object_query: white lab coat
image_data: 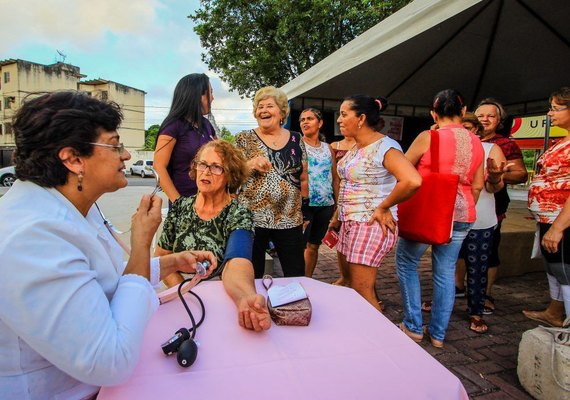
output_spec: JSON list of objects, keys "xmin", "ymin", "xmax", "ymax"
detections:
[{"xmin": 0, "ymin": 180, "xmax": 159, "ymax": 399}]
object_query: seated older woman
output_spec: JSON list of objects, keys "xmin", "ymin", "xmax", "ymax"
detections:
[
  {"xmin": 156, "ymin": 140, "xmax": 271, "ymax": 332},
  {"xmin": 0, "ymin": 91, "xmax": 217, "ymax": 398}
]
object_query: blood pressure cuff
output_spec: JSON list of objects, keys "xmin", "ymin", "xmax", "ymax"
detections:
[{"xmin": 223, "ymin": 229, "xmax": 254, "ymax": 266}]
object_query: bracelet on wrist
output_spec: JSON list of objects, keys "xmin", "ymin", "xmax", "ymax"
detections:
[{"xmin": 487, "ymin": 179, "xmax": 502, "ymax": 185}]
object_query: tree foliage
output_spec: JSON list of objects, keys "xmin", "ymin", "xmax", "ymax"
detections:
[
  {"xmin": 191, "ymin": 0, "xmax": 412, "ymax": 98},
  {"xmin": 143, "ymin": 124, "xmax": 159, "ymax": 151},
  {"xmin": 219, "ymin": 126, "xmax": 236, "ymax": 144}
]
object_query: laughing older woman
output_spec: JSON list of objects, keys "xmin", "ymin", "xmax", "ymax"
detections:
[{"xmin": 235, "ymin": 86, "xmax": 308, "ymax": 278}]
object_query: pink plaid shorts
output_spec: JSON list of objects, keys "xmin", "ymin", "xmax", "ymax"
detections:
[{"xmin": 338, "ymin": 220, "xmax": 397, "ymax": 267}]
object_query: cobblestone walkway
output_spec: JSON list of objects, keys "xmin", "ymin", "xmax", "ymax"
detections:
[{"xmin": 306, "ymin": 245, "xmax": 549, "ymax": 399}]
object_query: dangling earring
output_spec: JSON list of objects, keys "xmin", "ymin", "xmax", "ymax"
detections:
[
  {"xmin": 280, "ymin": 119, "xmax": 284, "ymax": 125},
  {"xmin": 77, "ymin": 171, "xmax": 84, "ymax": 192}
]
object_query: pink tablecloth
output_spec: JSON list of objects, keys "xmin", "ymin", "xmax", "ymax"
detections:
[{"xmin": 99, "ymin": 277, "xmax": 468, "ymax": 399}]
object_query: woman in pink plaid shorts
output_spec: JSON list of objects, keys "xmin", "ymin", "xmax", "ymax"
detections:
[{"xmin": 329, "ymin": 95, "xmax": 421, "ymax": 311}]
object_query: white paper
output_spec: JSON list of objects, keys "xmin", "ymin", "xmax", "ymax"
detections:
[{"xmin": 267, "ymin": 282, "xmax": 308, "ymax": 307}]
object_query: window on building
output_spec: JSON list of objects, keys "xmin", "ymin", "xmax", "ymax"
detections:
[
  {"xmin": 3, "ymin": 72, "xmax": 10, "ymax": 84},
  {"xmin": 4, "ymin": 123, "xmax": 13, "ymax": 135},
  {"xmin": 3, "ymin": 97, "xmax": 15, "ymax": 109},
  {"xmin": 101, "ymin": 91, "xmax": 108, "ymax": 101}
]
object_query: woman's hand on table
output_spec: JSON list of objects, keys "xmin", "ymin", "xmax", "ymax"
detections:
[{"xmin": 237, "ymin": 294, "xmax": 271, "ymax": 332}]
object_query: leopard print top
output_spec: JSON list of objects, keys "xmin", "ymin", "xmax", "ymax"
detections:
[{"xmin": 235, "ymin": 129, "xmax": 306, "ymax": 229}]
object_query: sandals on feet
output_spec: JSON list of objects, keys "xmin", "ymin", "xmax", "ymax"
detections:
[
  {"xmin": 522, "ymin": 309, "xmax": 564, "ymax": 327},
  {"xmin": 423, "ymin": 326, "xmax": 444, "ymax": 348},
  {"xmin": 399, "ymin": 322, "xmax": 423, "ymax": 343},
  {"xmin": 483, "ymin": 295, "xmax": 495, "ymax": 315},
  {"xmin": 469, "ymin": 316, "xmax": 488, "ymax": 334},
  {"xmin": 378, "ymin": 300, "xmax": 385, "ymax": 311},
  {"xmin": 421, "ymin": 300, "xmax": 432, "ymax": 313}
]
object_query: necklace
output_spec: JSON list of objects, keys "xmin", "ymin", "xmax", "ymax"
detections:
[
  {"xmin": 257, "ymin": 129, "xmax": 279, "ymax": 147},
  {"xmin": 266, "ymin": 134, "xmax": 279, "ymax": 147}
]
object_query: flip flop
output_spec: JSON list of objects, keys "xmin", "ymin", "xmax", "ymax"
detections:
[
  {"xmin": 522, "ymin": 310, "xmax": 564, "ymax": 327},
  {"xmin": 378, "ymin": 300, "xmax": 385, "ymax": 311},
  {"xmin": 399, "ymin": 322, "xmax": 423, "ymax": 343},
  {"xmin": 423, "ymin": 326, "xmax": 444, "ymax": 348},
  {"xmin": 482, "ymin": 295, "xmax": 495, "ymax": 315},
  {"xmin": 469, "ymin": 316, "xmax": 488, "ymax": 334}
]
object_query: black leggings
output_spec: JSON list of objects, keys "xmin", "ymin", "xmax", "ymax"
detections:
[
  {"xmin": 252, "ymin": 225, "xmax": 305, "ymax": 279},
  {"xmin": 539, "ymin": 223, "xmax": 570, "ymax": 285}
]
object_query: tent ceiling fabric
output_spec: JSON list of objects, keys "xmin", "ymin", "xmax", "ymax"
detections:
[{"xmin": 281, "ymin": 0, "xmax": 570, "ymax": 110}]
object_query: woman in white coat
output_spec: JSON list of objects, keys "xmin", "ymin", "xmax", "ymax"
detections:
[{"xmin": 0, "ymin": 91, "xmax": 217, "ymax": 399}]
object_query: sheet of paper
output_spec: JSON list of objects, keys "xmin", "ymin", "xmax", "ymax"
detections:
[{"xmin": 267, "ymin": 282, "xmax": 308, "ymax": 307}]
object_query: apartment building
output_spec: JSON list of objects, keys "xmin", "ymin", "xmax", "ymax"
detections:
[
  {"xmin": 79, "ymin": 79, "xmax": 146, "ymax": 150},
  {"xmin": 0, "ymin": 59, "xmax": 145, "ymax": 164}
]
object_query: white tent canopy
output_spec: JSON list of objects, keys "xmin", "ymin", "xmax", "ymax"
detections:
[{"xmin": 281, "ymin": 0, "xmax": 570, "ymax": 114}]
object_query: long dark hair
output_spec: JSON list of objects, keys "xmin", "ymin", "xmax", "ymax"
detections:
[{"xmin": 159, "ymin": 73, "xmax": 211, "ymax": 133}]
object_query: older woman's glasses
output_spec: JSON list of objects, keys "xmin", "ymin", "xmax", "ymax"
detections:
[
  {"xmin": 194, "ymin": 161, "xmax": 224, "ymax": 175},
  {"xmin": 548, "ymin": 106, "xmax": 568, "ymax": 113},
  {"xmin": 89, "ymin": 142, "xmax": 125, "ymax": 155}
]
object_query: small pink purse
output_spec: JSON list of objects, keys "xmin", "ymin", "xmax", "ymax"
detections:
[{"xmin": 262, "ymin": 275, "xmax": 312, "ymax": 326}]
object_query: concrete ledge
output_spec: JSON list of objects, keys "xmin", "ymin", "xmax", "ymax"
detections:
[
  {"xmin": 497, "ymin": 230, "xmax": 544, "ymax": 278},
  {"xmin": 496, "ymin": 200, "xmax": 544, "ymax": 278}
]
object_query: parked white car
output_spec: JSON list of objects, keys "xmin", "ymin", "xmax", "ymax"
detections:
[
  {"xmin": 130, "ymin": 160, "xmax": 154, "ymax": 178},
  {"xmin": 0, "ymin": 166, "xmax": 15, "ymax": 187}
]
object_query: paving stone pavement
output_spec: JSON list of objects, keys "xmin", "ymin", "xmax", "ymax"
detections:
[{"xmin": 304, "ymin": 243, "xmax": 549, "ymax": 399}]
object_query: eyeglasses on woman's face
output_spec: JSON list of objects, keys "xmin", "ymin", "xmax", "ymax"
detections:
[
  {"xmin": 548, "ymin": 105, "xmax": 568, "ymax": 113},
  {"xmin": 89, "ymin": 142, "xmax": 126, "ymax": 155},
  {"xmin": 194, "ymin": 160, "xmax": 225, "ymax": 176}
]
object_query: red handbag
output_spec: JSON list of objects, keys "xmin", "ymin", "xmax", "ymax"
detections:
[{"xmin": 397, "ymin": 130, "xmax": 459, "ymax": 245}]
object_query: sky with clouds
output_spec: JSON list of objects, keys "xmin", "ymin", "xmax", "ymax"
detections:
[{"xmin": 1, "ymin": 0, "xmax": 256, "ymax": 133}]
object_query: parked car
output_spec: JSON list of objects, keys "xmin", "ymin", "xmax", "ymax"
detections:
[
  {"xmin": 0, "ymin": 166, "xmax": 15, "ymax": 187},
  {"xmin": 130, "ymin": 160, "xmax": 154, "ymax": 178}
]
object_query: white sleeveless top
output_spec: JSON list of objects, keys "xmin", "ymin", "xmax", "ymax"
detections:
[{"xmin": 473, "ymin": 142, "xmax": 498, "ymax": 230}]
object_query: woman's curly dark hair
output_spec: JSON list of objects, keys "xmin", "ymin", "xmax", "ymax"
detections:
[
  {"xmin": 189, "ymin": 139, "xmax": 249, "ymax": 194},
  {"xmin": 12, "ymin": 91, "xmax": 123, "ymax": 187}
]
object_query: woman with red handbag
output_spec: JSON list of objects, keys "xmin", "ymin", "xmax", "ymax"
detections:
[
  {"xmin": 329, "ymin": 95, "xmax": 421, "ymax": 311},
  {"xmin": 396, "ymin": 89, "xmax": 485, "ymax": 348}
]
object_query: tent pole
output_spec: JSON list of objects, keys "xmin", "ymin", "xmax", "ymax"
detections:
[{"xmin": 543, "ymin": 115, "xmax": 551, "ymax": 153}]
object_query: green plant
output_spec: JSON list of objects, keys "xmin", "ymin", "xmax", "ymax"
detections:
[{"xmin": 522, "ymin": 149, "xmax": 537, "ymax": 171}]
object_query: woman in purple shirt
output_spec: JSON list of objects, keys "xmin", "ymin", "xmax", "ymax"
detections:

> _What the task requires_: Output, from the data above, the lines from the line with "object_query: woman's curly dark hair" to the line with "object_query: woman with red handbag" exactly as they stand, both ends included and nothing else.

> _Response area_:
object_query: woman's curly dark hair
output_spec: JSON list of objects, keys "xmin", "ymin", "xmax", "ymax"
detections:
[
  {"xmin": 189, "ymin": 139, "xmax": 249, "ymax": 194},
  {"xmin": 12, "ymin": 91, "xmax": 123, "ymax": 187}
]
object_query: woman with red handbag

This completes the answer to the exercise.